Tasks to complete —
1. Reproduce the post on popular adaptation from "While I can" up to and including "are a problem.".
2. Name every film mentioned in the post on popular adaptation.

Quoted text —
● ● ●

Category Archives: Other Reviews

Popular Adaptation – relax, it’s ok

While I can see big problems with films like Troy, 300 and Gladiator, I can’t honestly say that historical or mythological accuracy is one of them. Those who scorn such films usually have exactly the same argument: Troy is nothing like the Iliad, and 300 and Gladiator are full of historical inaccuracies – everything from the exact events to the military techniques used and the ordering of Maximus’ three names. I’ve met people who studied classics at university and have to make all kinds of excuses to themselves before going to see such films. I honestly don’t think these inaccuracies are a problem.

● ● ●

(Excerpt from a data file)

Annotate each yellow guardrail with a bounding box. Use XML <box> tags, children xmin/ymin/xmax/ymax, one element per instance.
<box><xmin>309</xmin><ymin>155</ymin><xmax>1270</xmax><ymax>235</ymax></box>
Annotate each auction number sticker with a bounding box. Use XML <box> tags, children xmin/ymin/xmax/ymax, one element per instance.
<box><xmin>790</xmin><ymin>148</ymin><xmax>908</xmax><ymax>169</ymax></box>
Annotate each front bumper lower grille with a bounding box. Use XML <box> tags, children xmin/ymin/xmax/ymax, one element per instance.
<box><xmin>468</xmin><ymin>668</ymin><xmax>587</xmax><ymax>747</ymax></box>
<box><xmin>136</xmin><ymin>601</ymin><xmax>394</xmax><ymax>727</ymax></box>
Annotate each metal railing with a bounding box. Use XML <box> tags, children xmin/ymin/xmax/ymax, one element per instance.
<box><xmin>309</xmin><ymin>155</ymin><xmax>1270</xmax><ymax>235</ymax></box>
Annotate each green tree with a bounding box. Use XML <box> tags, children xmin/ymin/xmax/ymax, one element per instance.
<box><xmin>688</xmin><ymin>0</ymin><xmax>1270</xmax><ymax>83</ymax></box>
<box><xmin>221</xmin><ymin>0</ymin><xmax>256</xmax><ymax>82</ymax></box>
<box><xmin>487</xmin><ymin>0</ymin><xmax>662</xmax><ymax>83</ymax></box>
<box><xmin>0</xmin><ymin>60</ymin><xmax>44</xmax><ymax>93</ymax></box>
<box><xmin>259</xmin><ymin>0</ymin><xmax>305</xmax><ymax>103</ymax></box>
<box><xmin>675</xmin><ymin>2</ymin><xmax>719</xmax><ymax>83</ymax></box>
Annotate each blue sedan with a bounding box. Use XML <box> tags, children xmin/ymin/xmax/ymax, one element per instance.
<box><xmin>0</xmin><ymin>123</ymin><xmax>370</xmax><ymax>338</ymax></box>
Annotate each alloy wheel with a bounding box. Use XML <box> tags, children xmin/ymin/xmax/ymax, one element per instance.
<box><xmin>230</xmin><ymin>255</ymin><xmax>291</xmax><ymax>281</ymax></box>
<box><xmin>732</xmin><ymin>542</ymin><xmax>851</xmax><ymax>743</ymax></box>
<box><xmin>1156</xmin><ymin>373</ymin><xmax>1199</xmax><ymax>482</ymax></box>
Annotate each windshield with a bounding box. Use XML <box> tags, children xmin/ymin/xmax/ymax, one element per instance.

● ● ●

Responses to the exercise —
1.
While I can see big problems with films like Troy, 300 and Gladiator, I can’t honestly say that historical or mythological accuracy is one of them. Those who scorn such films usually have exactly the same argument: Troy is nothing like the Iliad, and 300 and Gladiator are full of historical inaccuracies – everything from the exact events to the military techniques used and the ordering of Maximus’ three names. I’ve met people who studied classics at university and have to make all kinds of excuses to themselves before going to see such films. I honestly don’t think these inaccuracies are a problem.

2. Troy, 300, Gladiator